**Input records**:
· · · ·

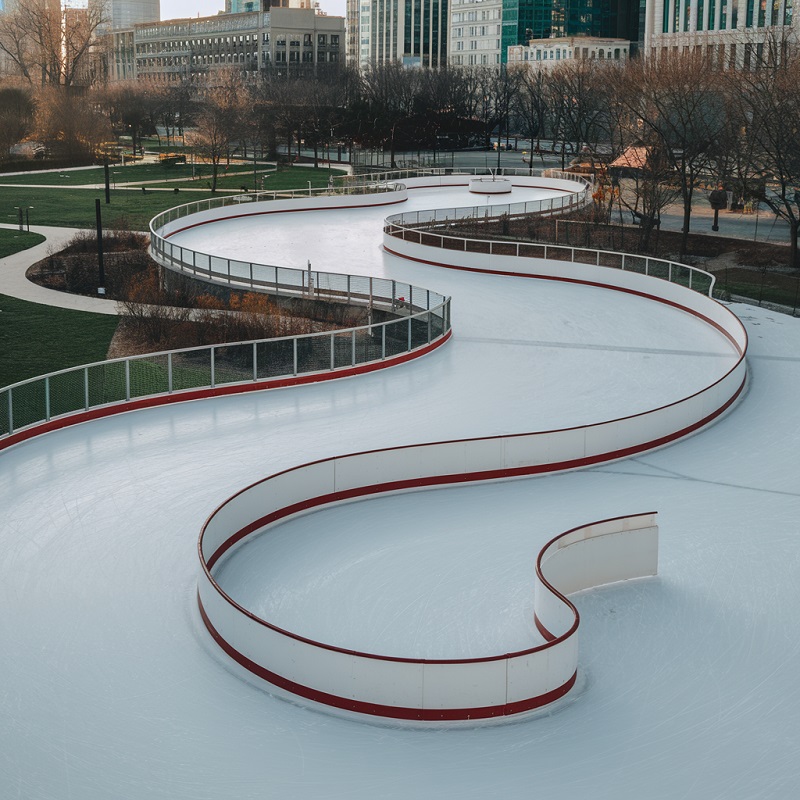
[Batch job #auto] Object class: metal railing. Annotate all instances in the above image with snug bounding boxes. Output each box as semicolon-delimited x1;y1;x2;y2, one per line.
0;304;450;446
334;167;594;189
0;180;451;445
383;177;716;297
150;181;402;241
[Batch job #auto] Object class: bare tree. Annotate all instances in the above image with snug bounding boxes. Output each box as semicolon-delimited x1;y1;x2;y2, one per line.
0;0;106;87
0;86;35;158
731;51;800;267
547;60;617;168
35;86;111;160
361;61;420;169
516;69;550;171
616;52;727;256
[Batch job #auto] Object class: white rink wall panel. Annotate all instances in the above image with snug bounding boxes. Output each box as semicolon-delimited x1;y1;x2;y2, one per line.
199;412;657;721
158;186;407;238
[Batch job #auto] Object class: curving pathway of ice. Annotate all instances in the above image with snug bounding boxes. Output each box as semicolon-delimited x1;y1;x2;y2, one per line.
0;184;800;800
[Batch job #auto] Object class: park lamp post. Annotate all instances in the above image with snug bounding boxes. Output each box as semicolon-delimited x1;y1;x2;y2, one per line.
14;206;33;233
708;183;728;231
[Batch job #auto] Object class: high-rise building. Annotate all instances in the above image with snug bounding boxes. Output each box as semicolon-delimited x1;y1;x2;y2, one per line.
109;5;344;82
448;0;645;66
347;0;448;67
644;0;800;69
89;0;161;33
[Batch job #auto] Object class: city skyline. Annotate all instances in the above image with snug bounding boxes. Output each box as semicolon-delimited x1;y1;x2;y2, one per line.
159;0;346;20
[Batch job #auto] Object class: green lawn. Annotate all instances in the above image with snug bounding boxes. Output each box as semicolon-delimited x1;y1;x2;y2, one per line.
0;167;348;231
0;164;256;187
0;228;44;258
138;164;345;191
0;186;228;231
0;295;117;386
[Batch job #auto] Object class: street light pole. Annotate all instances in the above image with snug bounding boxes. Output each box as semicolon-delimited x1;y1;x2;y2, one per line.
94;197;106;295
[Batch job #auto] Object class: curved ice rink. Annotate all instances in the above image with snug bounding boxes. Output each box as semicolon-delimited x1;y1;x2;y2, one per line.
0;184;800;800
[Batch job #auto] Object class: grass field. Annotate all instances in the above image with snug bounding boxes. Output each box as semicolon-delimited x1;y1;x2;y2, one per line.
0;295;117;386
0;165;348;231
0;228;44;258
0;163;264;188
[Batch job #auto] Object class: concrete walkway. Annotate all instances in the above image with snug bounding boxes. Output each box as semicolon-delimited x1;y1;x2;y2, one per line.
0;224;117;315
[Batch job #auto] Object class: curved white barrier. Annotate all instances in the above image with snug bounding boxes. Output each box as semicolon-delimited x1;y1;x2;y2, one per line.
198;490;658;721
469;177;511;194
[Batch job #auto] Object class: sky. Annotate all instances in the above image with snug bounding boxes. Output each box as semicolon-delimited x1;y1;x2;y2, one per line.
162;0;346;19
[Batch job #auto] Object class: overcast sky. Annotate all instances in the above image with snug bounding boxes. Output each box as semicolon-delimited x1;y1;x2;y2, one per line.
162;0;346;19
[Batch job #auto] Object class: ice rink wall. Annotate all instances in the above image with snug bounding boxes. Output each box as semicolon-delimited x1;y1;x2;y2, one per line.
198;462;658;721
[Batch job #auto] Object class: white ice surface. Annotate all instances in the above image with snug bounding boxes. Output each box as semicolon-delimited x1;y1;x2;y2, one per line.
0;184;800;800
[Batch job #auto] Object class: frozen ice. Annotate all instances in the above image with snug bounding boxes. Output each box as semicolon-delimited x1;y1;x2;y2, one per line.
0;183;800;800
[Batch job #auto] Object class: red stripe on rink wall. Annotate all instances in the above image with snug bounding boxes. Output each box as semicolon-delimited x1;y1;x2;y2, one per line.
0;330;453;450
197;595;578;722
383;242;743;356
197;512;658;722
206;380;745;568
162;195;406;239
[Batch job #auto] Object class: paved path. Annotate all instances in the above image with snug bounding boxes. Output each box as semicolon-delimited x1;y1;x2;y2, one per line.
0;225;117;314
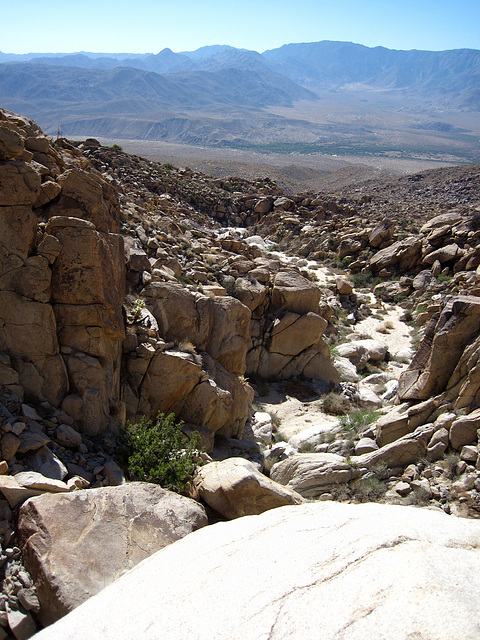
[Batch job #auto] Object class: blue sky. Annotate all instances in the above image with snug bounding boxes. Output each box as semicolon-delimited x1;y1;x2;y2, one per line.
0;0;480;53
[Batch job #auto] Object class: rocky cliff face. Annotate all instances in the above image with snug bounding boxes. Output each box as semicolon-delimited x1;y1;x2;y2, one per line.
0;111;480;637
0;112;339;446
0;113;125;435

· · · ·

**What you have to do**: Rewrite the whole listing above with every "snug bounding boxes" changed to "tight bounding boxes" and everything else left as it is. Omit the pictures from your version.

**Answer for this exercise**:
[Batch job #auto] Object class: metal railing. Annotate all instances in the above image with tight bounding boxes. Output each box as semicolon-delimited x1;y1;x2;y2, one per line.
0;304;450;446
334;167;594;189
0;180;451;445
383;177;716;297
150;181;402;241
[Batch job #auto] Object class: bare tree. Annotate all instances in the above image with tight bounding boxes. Output each box as semicolon-delimited x1;y1;x2;y2, one per line.
0;0;106;87
0;86;35;158
731;51;800;267
547;60;617;168
35;86;111;160
361;61;420;169
516;69;550;171
616;52;727;256
[Batch job #auto] Object class: white rink wall panel. Annotate all instances in the above image with tight bounding boxes. Output each box as semicolon-delimited x1;y1;x2;y2, one per line.
199;412;657;721
158;186;407;238
[Batch job #auto] Object class: curving pathway of ice. Annotate all instances in the above image with tight bounding boxes. Output each box as semicolon-delimited x1;y1;x2;y2, one per line.
0;184;800;800
[Batch job #auto] Object class: park lamp post. Annotate all instances in the above image with tight bounding boxes. Output each box as semicolon-delimited x1;y1;x2;y2, one per line.
14;206;33;233
708;183;728;231
[Batch job #auto] Object class: high-rise building. Annotate all instances in the above image with tight bounding boxes. Output each box as semicolon-delimited x1;y1;x2;y2, one per line.
109;5;344;82
448;0;645;66
347;0;448;67
644;0;800;69
89;0;161;33
[Batch job #auto] Object class: city skyline. Annotate all instances in the above image with tight bounding boxes. Output each box as semicolon-delimited x1;y1;x2;y2, one per line.
159;0;346;20
[Batch job #auto] Object class: green lawn. Annotate all instances in the above image with tight bounding boxes. Output each box as semicolon-delimited x1;y1;x2;y2, one per line.
0;167;348;231
0;164;256;187
0;228;44;258
138;164;345;191
0;186;228;231
0;295;117;386
[Batch job #auto] Object class: street light pole. Annotate all instances in the above image with tight bounding boxes. Output each box as semicolon-delimited x1;y1;x2;y2, one per line.
94;197;106;295
[Batch job #auto] Object class: curved ice rink. Annotate all instances in the above image with tight bounding boxes. Output each box as semicolon-delimited x1;y1;x2;y2, one per line.
0;184;800;800
[Batch job #auto] Object class: grass field. Annotate all instances in the above image with tight bounding boxes. Output each box as semicolon-delimited x1;y1;x2;y2, one per line.
0;295;117;386
0;165;348;231
0;228;44;258
0;163;264;188
[Batch job #auto] Object class: concrete walkway. Annotate all instances in the above image with tight bounding boxes. Output each box as semicolon-delimited x1;y1;x2;y2, one per line.
0;224;117;315
[Batch job #auto] Object class: curved white barrier. Annotate all instances in the above image with tight bounding boxes. Output each box as semicolon-delimited x1;y1;x2;y2, one per line.
198;490;658;721
469;177;511;194
[Batch job #auto] Object class: sky. Annotate all instances in the above image with tight bounding boxes. Output each box as semicolon-delimited x1;y1;x2;y2, one per line.
162;0;346;19
[Batch job #auto] Object class: overcast sky. Annotate all instances in the above image with tight bounding boxes. Output each box as semicolon-delimited x1;y1;x2;y2, one per line.
162;0;346;19
[Batch job #auto] Object class: ice rink wall. Annotate all instances in the above image with tight bounding boxes. Output each box as semicolon-delimited x1;y1;x2;y2, one per line.
198;462;658;721
[Batch job #auto] Object class: white ice surface. Annotate all instances in the above image with tight bounding boxes. Output each box as semicolon-delimited x1;y1;x2;y2, one per line.
0;184;800;800
[Batch job #auto] Object class: frozen ice. Annotate all instances in the above image with tight bounding boxes. Output each box as semicolon-delimited x1;y1;x2;y2, one per line.
0;183;800;800
[Batch job #auto] Object class: red stripe on rink wall. Annotate all instances in the above image with tight bounding boxes. Output each box as semicolon-delimited x1;y1;x2;y2, one per line.
0;330;453;450
197;595;578;722
383;242;743;356
197;512;658;722
206;380;745;568
162;195;406;239
[Batch job #auto] Object class: paved path. Annotate all instances in the above image with tight bounding boxes. Output each box as semicolon-delimited x1;y1;x2;y2, one per line.
0;225;117;314
[Batch job #auto] Object class: blue sky. Annotate all instances in the above image with tight bounding boxes. Output each box as semicolon-delimited x1;y1;x2;y2, one per line.
0;0;480;53
[Batch job #auto] Object class: rocky cliff face. Annotate all instances in the above image with tight bounding boxes. Output each box as semicolon-delimited x1;y1;x2;y2, one per line.
0;111;480;637
0;112;339;446
0;113;125;435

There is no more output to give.